• [Direction]:
Locate every line below that contains the word "blue" and copy each such line. Case counts.

• [Raw records]:
################

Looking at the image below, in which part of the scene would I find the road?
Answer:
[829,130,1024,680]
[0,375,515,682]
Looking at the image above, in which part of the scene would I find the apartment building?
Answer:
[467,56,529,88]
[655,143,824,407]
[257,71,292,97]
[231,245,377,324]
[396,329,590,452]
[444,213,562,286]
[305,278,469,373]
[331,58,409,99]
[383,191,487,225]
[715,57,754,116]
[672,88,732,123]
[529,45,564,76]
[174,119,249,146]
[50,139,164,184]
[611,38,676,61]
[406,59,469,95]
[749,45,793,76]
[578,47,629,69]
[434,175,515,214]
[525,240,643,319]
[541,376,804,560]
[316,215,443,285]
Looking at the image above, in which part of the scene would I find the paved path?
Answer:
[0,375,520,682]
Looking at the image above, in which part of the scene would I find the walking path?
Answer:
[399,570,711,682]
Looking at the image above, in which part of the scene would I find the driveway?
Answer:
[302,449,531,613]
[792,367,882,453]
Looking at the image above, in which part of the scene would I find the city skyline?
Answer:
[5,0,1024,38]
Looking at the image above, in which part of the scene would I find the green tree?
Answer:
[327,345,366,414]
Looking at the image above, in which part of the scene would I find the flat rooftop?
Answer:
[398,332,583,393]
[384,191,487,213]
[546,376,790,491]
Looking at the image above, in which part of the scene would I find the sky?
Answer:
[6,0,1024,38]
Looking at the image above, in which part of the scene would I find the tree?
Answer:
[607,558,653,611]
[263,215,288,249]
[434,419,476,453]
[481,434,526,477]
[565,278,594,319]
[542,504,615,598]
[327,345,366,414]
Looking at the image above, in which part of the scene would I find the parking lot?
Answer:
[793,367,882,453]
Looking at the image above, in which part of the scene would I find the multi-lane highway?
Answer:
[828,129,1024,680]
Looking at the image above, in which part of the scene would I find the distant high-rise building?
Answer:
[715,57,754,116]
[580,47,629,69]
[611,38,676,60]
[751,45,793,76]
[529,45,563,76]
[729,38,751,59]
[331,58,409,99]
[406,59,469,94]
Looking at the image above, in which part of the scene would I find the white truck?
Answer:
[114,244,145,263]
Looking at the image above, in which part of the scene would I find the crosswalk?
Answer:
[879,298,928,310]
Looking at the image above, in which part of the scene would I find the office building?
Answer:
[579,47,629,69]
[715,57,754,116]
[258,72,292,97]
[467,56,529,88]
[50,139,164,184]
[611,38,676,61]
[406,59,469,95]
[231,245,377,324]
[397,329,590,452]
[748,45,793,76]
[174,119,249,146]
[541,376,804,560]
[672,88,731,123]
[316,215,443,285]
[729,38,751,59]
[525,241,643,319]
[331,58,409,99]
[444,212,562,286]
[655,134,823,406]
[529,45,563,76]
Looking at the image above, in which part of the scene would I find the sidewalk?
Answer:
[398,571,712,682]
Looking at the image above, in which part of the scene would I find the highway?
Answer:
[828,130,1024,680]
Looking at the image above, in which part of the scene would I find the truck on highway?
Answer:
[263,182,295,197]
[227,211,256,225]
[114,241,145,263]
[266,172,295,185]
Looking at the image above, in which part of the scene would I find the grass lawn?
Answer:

################

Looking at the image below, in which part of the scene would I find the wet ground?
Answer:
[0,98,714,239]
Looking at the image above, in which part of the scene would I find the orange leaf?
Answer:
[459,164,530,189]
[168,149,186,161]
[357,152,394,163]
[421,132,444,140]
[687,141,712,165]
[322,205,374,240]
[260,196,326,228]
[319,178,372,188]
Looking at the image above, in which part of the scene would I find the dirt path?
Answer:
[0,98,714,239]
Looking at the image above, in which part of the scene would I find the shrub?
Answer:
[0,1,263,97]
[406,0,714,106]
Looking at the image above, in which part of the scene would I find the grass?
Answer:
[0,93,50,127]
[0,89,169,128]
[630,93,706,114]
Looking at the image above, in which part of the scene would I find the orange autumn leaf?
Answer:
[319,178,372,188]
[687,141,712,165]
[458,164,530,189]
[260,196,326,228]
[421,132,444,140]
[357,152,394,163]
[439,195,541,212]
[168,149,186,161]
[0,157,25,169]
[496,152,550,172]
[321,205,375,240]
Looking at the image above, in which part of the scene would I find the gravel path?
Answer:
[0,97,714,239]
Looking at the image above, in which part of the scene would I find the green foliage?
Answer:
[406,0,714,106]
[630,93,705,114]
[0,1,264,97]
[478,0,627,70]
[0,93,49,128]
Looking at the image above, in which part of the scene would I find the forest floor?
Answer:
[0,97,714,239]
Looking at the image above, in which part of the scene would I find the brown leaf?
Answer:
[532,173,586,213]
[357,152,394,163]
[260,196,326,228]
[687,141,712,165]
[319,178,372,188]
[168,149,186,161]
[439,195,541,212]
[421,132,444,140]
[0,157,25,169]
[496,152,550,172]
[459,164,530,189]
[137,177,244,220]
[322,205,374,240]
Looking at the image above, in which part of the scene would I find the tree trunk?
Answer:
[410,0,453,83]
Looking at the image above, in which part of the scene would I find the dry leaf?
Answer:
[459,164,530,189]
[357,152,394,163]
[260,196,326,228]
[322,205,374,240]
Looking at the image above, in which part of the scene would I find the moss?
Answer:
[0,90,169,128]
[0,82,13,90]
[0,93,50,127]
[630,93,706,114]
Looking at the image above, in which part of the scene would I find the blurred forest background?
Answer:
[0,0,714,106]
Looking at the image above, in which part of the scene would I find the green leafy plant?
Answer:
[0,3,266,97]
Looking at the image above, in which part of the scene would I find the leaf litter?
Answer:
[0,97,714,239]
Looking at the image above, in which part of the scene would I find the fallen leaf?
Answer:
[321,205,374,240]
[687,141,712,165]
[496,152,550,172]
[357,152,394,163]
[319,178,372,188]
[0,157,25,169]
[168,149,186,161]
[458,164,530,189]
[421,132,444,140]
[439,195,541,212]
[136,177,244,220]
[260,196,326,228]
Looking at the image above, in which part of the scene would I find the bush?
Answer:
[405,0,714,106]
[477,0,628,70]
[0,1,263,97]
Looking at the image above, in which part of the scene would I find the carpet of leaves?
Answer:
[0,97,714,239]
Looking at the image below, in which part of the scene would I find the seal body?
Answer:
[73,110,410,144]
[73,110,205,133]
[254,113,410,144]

################

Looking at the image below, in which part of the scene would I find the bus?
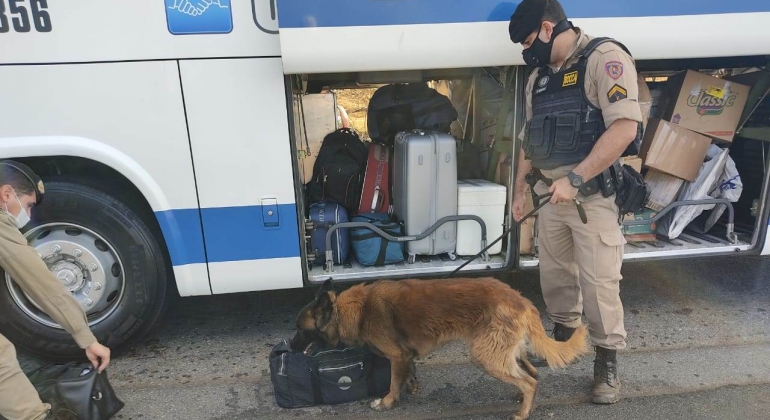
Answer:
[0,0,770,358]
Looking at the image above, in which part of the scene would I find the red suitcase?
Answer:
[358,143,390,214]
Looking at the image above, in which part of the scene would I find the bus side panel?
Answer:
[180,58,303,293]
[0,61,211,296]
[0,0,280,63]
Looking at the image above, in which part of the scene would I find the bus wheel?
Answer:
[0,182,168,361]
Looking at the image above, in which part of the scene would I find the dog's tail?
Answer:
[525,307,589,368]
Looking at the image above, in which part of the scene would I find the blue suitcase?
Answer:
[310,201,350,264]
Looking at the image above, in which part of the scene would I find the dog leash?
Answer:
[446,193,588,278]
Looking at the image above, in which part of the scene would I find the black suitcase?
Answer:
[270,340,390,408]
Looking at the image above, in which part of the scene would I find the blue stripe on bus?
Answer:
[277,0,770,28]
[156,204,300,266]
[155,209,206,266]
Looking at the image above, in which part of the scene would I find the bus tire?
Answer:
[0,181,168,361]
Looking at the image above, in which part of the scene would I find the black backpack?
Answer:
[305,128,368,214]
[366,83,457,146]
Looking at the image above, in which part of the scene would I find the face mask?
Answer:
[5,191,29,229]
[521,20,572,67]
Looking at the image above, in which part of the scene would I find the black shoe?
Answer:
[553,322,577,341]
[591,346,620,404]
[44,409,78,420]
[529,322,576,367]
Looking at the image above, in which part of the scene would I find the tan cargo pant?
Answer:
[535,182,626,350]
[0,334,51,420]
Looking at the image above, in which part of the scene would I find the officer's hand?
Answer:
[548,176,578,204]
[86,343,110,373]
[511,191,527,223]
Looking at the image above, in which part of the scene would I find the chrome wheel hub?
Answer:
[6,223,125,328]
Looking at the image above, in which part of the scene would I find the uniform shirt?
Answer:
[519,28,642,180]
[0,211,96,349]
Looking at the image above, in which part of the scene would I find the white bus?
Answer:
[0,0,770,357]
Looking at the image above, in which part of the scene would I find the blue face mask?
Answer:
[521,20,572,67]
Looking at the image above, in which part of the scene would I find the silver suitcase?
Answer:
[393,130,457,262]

################

• [Solution]:
Looking at the image above, in which part of the scene would I find the blue suitcase?
Looking at the image above, in which part of the scene would I find the blue stripe on bus?
Looking at the image above, in which part of the scene would I find the blue face mask?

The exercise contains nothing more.